**Exercise aim**
A faithful copy of every entry, with the pictures removed, is what is needed here.

(Supplied information)

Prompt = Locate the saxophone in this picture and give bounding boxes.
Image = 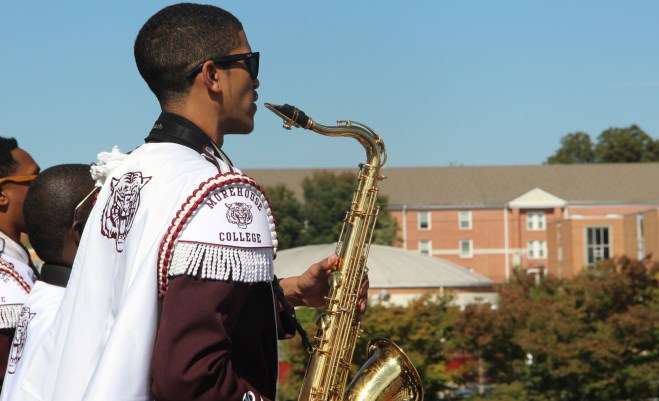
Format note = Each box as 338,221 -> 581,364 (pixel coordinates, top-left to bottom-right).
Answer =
265,103 -> 423,401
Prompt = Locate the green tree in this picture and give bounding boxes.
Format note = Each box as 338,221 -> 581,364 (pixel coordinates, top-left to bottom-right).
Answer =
268,171 -> 399,249
277,308 -> 317,401
546,125 -> 659,164
545,131 -> 595,164
298,171 -> 354,244
277,296 -> 460,401
265,184 -> 305,250
296,170 -> 399,246
454,257 -> 659,401
594,124 -> 658,163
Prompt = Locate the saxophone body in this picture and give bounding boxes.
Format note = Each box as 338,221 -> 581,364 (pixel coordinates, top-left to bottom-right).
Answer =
265,103 -> 423,401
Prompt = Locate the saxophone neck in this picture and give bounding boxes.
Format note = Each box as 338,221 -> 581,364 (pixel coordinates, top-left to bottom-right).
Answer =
265,102 -> 387,168
335,120 -> 387,169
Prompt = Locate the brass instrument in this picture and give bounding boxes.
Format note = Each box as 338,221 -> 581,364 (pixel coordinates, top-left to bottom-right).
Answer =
265,103 -> 423,401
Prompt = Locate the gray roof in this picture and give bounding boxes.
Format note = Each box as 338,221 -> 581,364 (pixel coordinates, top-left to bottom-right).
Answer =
246,163 -> 659,208
273,243 -> 493,289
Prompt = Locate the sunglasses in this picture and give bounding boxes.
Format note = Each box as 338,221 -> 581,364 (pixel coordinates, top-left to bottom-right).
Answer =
72,187 -> 100,228
187,52 -> 260,80
0,175 -> 37,185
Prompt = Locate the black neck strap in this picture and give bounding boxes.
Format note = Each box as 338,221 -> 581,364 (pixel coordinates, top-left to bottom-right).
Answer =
40,263 -> 72,288
144,112 -> 233,166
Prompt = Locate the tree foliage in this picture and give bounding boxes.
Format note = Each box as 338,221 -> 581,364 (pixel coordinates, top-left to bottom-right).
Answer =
267,185 -> 305,250
277,308 -> 318,401
277,257 -> 658,401
595,125 -> 659,163
545,131 -> 595,164
266,170 -> 399,250
298,171 -> 355,245
456,257 -> 659,401
546,124 -> 659,164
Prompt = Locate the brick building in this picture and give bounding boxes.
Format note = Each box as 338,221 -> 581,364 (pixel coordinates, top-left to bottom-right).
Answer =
249,163 -> 659,283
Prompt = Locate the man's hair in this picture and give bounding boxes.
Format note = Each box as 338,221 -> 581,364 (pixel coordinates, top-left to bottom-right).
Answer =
134,2 -> 243,106
24,164 -> 96,264
0,136 -> 19,178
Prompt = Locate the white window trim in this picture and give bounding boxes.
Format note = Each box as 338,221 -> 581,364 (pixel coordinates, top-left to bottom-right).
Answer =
459,211 -> 472,230
527,240 -> 547,259
527,212 -> 546,231
584,225 -> 612,268
418,240 -> 432,256
637,214 -> 645,260
459,239 -> 473,258
418,211 -> 431,230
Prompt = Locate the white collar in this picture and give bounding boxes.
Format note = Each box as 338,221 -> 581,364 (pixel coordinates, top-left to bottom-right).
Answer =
211,143 -> 231,167
0,230 -> 30,265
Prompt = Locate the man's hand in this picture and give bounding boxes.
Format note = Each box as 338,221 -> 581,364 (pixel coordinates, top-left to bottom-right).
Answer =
280,254 -> 336,308
279,254 -> 369,320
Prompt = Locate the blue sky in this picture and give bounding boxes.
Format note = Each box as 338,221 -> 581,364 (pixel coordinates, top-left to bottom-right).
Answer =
2,1 -> 659,170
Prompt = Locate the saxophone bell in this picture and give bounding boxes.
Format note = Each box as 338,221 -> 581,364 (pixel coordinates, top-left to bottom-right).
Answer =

(End Supplied information)

**Solved problem**
Prompt = Locate the saxophone in this picture and give bounding boxes.
Image = 
Format note = Each box as 338,221 -> 581,364 (pixel coordinates, top-left to bottom-right).
Answer =
265,103 -> 423,401
Prompt = Locate the green tree in this picture and give bounding boxes.
Format note = Each box as 338,221 -> 581,364 (pixel coordinates, top-left to bottom-right).
Answer =
268,171 -> 399,249
277,308 -> 317,401
546,125 -> 659,164
545,131 -> 595,164
298,171 -> 354,244
277,296 -> 460,401
265,184 -> 305,250
296,170 -> 399,246
454,257 -> 659,401
594,124 -> 658,163
Prompt = Locate the saxophone body in this picture and give bounding boxes.
Format note = Each box as 338,221 -> 581,364 (pixel coordinates, top-left to bottom-right).
Answer =
265,103 -> 423,401
Prompt = Locate the saxophone neck in this picture and give bounding boxes.
Format note = Each box as 338,221 -> 581,364 (pixel coordinates, top-left to bottom-right).
Answer =
265,102 -> 387,168
335,120 -> 387,169
Prompt = Locate the brass instrument in this picture and give bounding boxes.
Format note = Each box as 338,221 -> 581,364 (pixel coordinates, top-left to bottom-right).
Answer =
265,103 -> 423,401
Prompt = Locate the gray roof in this picture and give bounding boxes.
Format note = Each box as 338,221 -> 581,364 (pixel coordinates, top-left to bottom-right).
Answer =
246,163 -> 659,208
273,243 -> 493,289
Prompt = Locate the sunglasses in this picture and give bounding boxes.
Format note = Each box as 338,221 -> 581,364 (pixel coordinates, top-left to bottom-right).
Answer =
72,187 -> 100,228
187,52 -> 260,80
0,175 -> 37,185
Prompt = Locate the black neck strap in this picture and give bounding boxes.
Format note = Each box as 338,221 -> 581,364 (pixel coordinates, top-left to bottom-right).
Answer =
40,263 -> 72,288
144,112 -> 233,166
Prompt = Locate the tree foliage in this picture and give bounding boxes.
Format note = Each box as 338,221 -> 581,364 (pixel coordinates, top-left to bottom-right).
Answer =
267,185 -> 305,250
277,308 -> 318,401
277,257 -> 658,401
595,125 -> 659,163
545,131 -> 595,164
266,170 -> 399,250
298,171 -> 355,245
456,257 -> 659,401
546,124 -> 659,164
Prompt = Locate the brick building in this picture and give bounding boxes.
Format note = Each box as 338,221 -> 581,364 (pixel coordinates, top-left to bottom-right).
Answer =
249,163 -> 659,283
Prompt = Locate the man's hair in this picture and give bounding boxes.
Format note = Each box as 338,221 -> 581,364 (pixel coordinates, top-left to bottom-right).
Answer =
134,2 -> 243,106
24,164 -> 96,264
0,136 -> 19,178
Prompt = Locate the white window trim in this picture and give bounding boxes.
Format note = Each box as 338,221 -> 581,364 (pixel coordinates, top-left to bottom-right).
Answer =
459,211 -> 472,230
527,240 -> 547,259
527,212 -> 546,231
584,225 -> 612,268
418,240 -> 432,256
637,214 -> 645,260
459,239 -> 473,258
418,211 -> 431,230
Prompt = Locate the white collar in this picture and give bounding boxes.
Format note = Each box as 338,221 -> 581,364 (pixel coordinates, top-left to bottom-right).
Answer =
211,143 -> 231,167
0,230 -> 30,265
Prompt = Locate the man's hand in this picture and give bounding boxes.
Format note = Each box as 338,221 -> 581,364 (pixel coordinates, top-left to bottom-right).
Answer =
280,254 -> 336,308
279,254 -> 369,320
Prompt = Locate the blue sky in this picture and give bounding boxes.
Format note = Each box as 338,221 -> 581,364 (pixel coordinates, top-left to bottom-right).
Answer =
2,1 -> 659,170
Prompt = Locate the saxophone bell in this picture and give bounding boxes.
Format note = Each box as 338,221 -> 581,364 (pixel coordinates, top-left to bottom-right).
Answer =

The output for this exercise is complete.